Picture annotation entries:
----

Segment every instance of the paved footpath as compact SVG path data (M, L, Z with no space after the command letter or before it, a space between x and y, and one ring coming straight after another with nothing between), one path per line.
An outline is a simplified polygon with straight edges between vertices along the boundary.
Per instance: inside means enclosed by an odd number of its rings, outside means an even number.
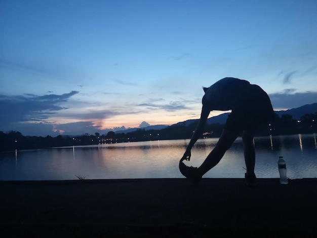
M317 237L317 179L2 181L0 191L1 237Z

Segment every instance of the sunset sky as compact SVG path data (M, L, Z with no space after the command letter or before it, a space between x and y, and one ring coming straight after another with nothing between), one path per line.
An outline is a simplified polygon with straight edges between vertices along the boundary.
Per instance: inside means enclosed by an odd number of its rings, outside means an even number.
M0 1L0 131L197 118L202 87L227 76L275 110L317 102L316 16L315 0Z

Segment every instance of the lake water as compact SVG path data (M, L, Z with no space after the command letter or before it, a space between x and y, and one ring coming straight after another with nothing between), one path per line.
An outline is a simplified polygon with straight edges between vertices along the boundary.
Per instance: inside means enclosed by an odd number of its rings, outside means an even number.
M187 165L200 165L219 138L200 139ZM46 180L182 178L178 163L189 139L17 151L0 153L0 180ZM256 137L258 178L278 178L283 156L291 179L317 177L316 135ZM243 178L243 145L238 138L206 178Z

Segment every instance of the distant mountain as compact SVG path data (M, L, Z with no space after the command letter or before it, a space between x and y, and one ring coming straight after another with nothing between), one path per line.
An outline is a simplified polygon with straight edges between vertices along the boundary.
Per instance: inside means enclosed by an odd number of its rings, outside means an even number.
M314 114L317 112L317 103L312 104L306 104L296 108L292 108L288 110L281 111L274 111L274 112L279 115L281 117L283 114L288 114L293 116L293 119L298 120L301 116L307 113ZM228 118L228 115L230 112L226 112L220 114L220 115L213 116L207 120L207 124L213 124L215 123L219 123L219 124L224 124ZM199 119L191 119L189 120L181 122L176 124L173 124L171 126L185 126L186 127L197 121Z
M279 116L281 116L283 114L288 114L293 116L293 119L298 120L300 117L305 114L314 114L317 112L317 103L312 104L306 104L296 108L292 108L288 110L282 111L274 111Z
M288 114L293 116L293 119L298 120L301 116L307 113L314 114L317 112L317 103L313 103L312 104L306 104L304 106L302 106L296 108L292 108L288 110L281 110L281 111L274 111L279 116L281 117L283 114ZM224 124L228 118L228 115L230 114L230 112L226 112L224 113L220 114L220 115L216 115L215 116L212 116L209 118L207 120L207 124L213 124L215 123L219 123L219 124ZM171 127L175 126L184 126L185 127L188 126L192 123L198 121L199 119L190 119L185 121L184 122L180 122L175 124L173 124ZM123 130L121 131L115 131L115 133L127 133L128 132L132 132L136 131L140 129L144 129L145 131L148 131L149 130L161 130L169 126L164 125L157 125L155 126L149 126L148 127L140 128L129 128L126 130Z

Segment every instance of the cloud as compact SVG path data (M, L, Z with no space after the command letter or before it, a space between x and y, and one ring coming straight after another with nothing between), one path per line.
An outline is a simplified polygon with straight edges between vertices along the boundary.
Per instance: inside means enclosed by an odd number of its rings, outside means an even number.
M78 91L72 91L62 95L37 96L0 95L0 127L13 122L39 121L47 119L57 111L66 109L59 104L67 102Z
M128 82L127 81L123 81L120 80L115 80L114 81L122 85L128 85L129 86L138 86L137 84L134 84L133 83Z
M149 107L149 109L162 109L168 111L174 111L178 110L182 110L188 109L187 107L185 106L185 103L183 102L170 102L168 104L158 104L153 103L151 102L141 103L138 106L145 106Z
M92 122L77 122L56 125L54 130L63 132L64 135L81 135L84 133L94 135L98 132L98 127L94 126Z
M293 77L294 74L297 73L298 70L293 70L291 72L289 72L284 75L283 77L283 83L284 84L289 84L290 83L291 78Z
M274 109L291 109L317 102L317 92L290 93L293 89L286 89L283 92L269 94Z
M142 123L141 123L141 124L140 124L139 127L140 128L143 128L144 127L148 127L149 125L150 124L147 123L146 122L143 121Z

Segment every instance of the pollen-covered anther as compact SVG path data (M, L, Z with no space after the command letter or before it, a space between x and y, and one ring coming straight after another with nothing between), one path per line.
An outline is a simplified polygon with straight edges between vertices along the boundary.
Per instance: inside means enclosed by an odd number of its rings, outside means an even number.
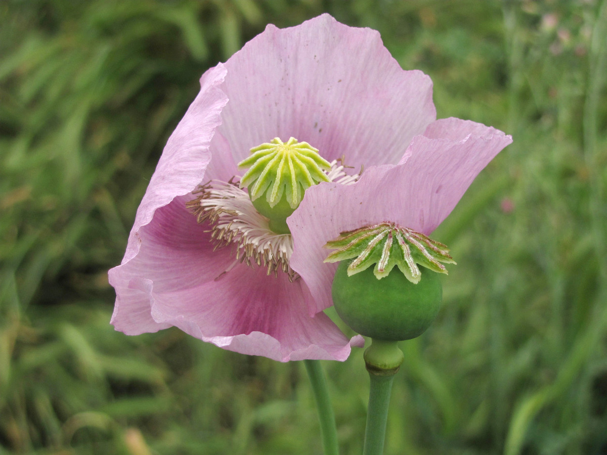
M291 281L299 275L289 266L293 251L290 234L277 234L268 226L268 219L253 207L245 191L239 187L238 178L229 182L212 181L198 186L197 197L186 207L200 223L210 226L215 249L236 246L236 260L267 269L268 275L286 273Z
M324 170L330 169L331 163L308 143L291 137L286 143L274 138L251 149L251 155L238 166L249 168L242 176L240 187L248 189L252 201L265 194L272 207L285 194L289 206L294 209L306 189L330 181Z
M337 249L327 256L325 262L352 260L348 266L348 276L375 264L373 274L380 279L387 277L396 266L407 280L416 283L421 278L417 265L447 274L447 269L441 263L456 263L446 245L416 231L388 221L343 232L325 246Z

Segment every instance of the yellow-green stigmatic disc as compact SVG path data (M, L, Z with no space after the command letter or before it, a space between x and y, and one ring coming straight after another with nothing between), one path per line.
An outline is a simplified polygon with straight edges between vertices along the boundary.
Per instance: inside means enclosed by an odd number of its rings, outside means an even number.
M328 181L323 169L331 169L317 149L294 138L287 142L274 138L251 149L238 166L249 168L240 187L247 188L253 206L277 234L289 233L287 218L299 205L306 189Z
M401 341L421 335L434 320L443 298L438 274L427 271L416 284L402 273L378 280L371 268L348 276L348 263L337 267L331 294L337 314L353 330Z

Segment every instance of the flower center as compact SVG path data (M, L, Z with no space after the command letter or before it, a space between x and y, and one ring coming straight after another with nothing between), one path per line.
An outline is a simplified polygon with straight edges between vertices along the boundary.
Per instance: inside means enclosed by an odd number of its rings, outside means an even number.
M289 234L287 217L299 205L306 189L329 181L323 171L330 169L331 163L310 144L292 137L286 143L274 138L251 149L251 155L238 166L249 168L240 179L240 187L248 189L255 208L270 220L270 229Z
M329 163L329 167L324 172L328 181L348 185L359 177L346 174L343 158ZM245 262L251 267L265 267L268 275L282 271L291 281L297 279L299 275L289 266L293 251L291 234L277 234L270 228L270 220L257 211L247 192L241 189L240 180L234 176L228 182L213 180L200 185L193 193L196 198L186 207L198 223L210 225L215 248L236 246L234 265Z
M341 232L325 246L337 249L330 254L325 262L353 260L348 266L348 276L375 264L373 274L379 280L388 276L396 266L407 280L417 283L421 278L417 264L434 272L447 274L447 269L441 263L456 263L449 255L447 245L388 221Z

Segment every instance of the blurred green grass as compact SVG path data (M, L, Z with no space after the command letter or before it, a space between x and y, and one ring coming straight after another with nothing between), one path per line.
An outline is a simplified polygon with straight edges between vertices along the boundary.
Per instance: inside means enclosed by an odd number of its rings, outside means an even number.
M514 137L436 233L386 454L607 453L607 6L592 0L0 3L0 454L320 453L299 362L109 325L107 269L206 69L327 12ZM325 363L361 452L362 350Z

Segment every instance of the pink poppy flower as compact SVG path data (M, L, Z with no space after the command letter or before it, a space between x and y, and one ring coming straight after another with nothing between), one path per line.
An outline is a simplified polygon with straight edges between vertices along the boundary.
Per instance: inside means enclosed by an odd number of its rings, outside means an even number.
M322 263L324 243L379 218L432 230L509 141L472 122L434 122L429 77L403 70L377 32L328 15L268 25L200 85L109 272L112 323L127 334L175 326L282 362L345 360L364 340L322 312L334 272ZM270 230L236 184L251 149L290 137L331 165L329 182L308 188L287 218L293 235Z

----

Exercise task: Please gather every line of the records above that contains the string "flower" and copy each one out in full.

Output of the exercise:
Segment every instance of the flower center as compact SVG path data (M, L, Z with no space after the command letter or before it, a space between x and y, and one ring coming straight after another with nothing between), one path per line.
Segment every instance of the pink poppy flower as compact SVG path data (M, L, Z with no space after the command letter or before it, a space between x and y, and one ring coming straight after another with nothing between), one path per line.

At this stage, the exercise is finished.